# Text to read
● ● ●

Join Lake Optimization
Datasets with joins have their data copied in S3 so that it may be joined using Athena. When there are frequent data syncs, the S3 folder accumulates an excess number of small files. In addition, when data syncs update existing records with matching IDs, the old records remain in S3. Both of these situations degrade join performance and, in extreme cases, may even lead to errors.
Qrvey’s Join Lake Optimization (JLO) resolves these issues. It is a process that can be run as needed to restore sync performance for a Dataset. It performs the following actions for each data source of a Dataset:
- Runs Athena queries that copy the data from the current data lake containing many small files into a new lake.
- The lake’s updated files will be larger, but there will be fewer of them.
- The queries do not copy outdated records.
- Removes old lake files.
JLO benefits Datasets with records that are frequently updated. In addition, JLO improves the performance of data syncs in the following situations:
- Frequent data syncs (1,000+) with a small number of records.
- Data syncs with a large number of records (1,000+).
- The performance of data sync joins has degraded.
Running Join Lake Optimization
During optimization, data sync jobs are suspended. They resume their regular schedules after optimization. Similarly, optimization is prevented during a data load job.
Run JLO for a Dataset by submitting a request to a Qrvey AWS Lambda function.
Function Name:
xxxxx_dataload_drJoinQuery (xxxxx represents the Qrvey deployment ID.)
Event JSON:
{
"operation": "executeJoinLakeOptimization",
"datasetId": "myDatasetId",
}
JLO may be launched programmatically with the AWS Lambda client API or interactively with the AWS Lambda console’s Test feature.
Scheduling Join Lake Optimization
Datasets at risk of degraded performance should be optimized on a regular basis. Regular execution ensures better performance, lower cost, and greater reliability. AWS EventBridge Rules provides a convenient mechanism. Follow these steps to create a schedule for each Dataset:
- From the AWS console, open EventBridge Rules.
- Click Create Rule.
- Enter a name.
- Select Recurring Schedule.
- Enter either a Cron or Rate-based schedule.
- Specify that the event should trigger a Lambda function.
- Select the Lambda name:
xxxxx_dataload_drJoinQuery
- Specify the JSON payload:
{
"operation": "executeJoinLakeOptimization",
"datasetId": "myDatasetId",
}
- Save the schedule.

● ● ●

# Extracted data
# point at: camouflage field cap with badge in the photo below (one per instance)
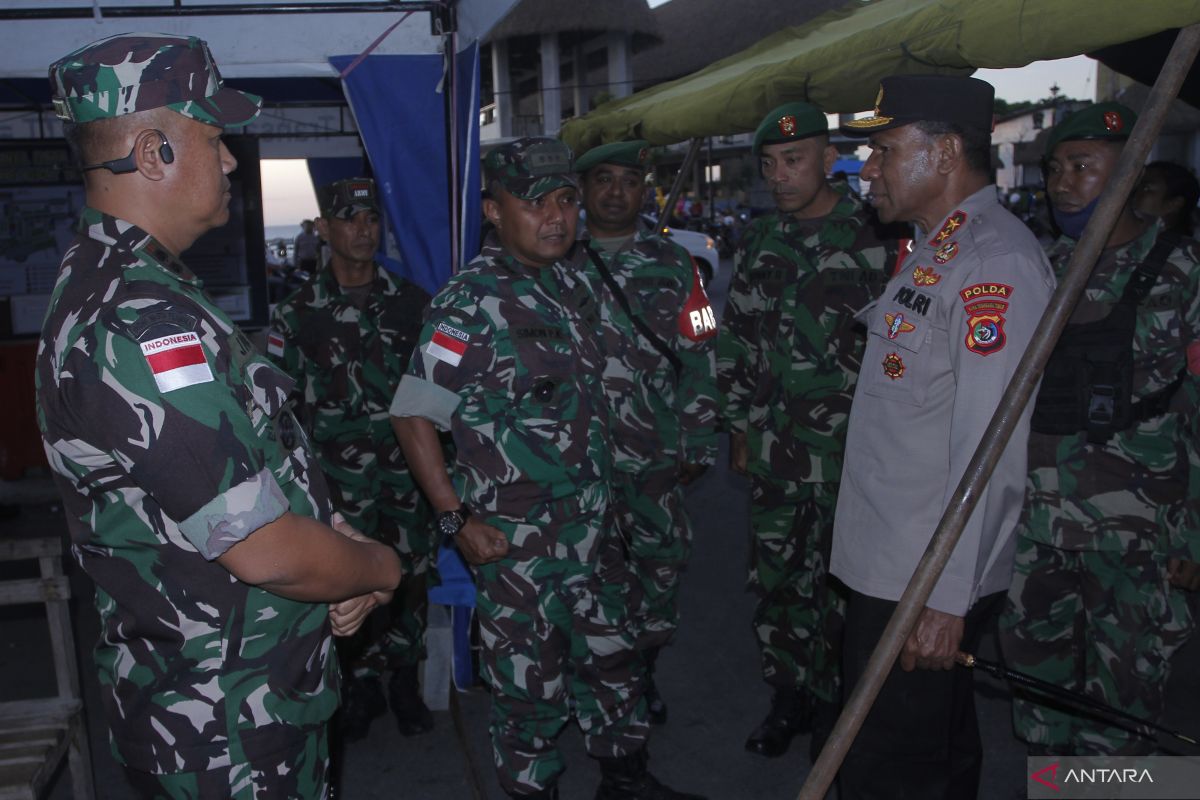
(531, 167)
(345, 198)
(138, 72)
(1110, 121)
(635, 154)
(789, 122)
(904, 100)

● ● ●

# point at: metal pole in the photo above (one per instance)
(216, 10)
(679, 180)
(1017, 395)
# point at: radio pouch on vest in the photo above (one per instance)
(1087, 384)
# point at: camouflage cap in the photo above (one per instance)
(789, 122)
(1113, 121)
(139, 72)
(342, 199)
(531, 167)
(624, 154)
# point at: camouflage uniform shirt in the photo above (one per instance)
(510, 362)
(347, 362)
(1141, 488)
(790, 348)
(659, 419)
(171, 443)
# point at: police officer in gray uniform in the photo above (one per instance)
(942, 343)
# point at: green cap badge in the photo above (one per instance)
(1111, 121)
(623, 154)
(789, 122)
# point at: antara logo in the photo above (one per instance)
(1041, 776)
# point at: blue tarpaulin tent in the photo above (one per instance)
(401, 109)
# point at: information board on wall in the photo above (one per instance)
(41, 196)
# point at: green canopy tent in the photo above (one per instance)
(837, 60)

● ● ●

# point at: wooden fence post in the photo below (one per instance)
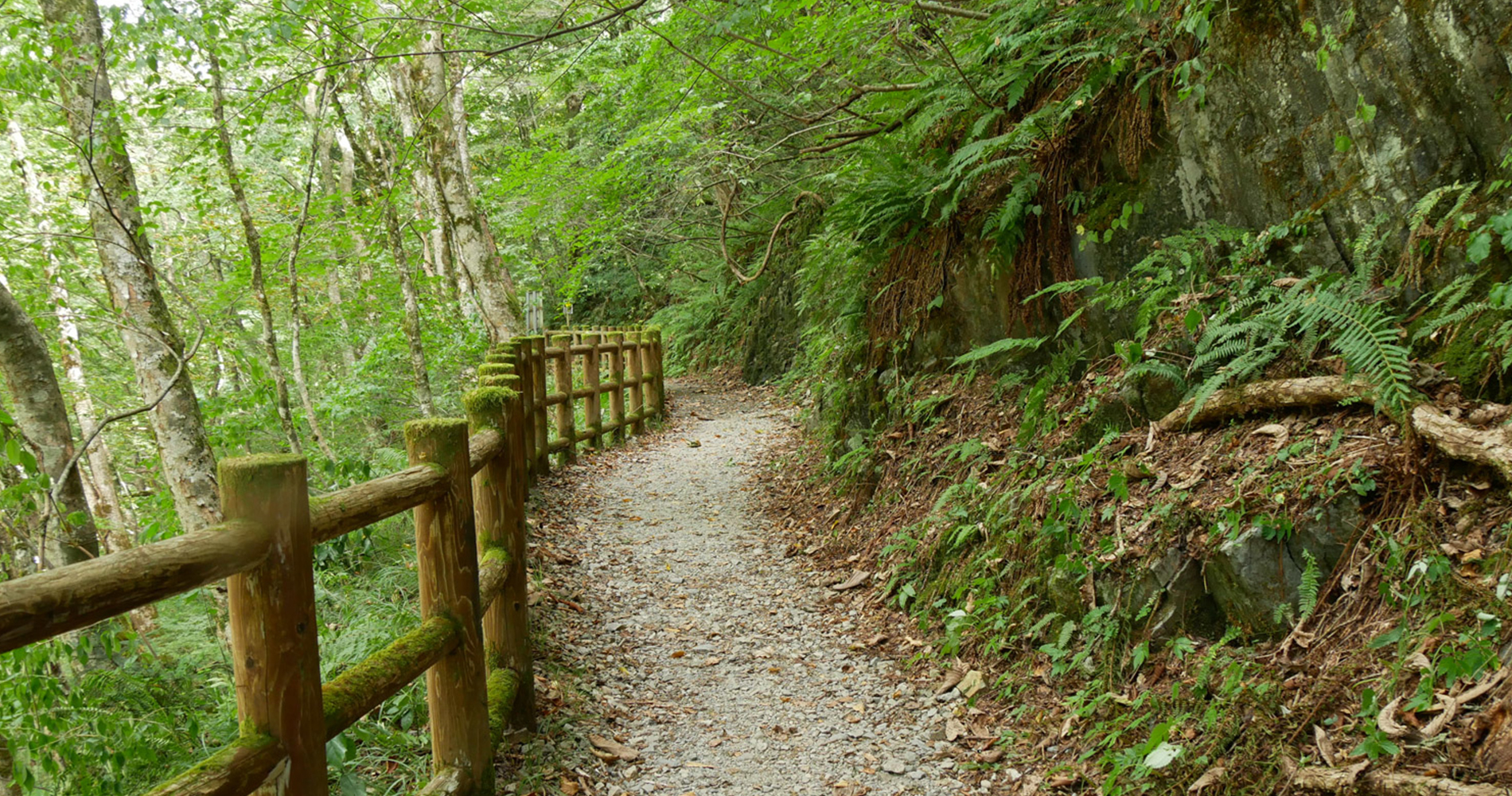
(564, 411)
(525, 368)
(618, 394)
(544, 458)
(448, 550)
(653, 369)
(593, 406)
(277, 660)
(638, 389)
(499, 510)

● ● ●

# Your task
Translate this sentence from the Join Lake Optimization text into Spanish: "Regular execution ensures better performance, lower cost, and greater reliability." The records are not needed here.

# Result
La ejecución periódica garantiza un mejor rendimiento, un menor costo y una mayor fiabilidad.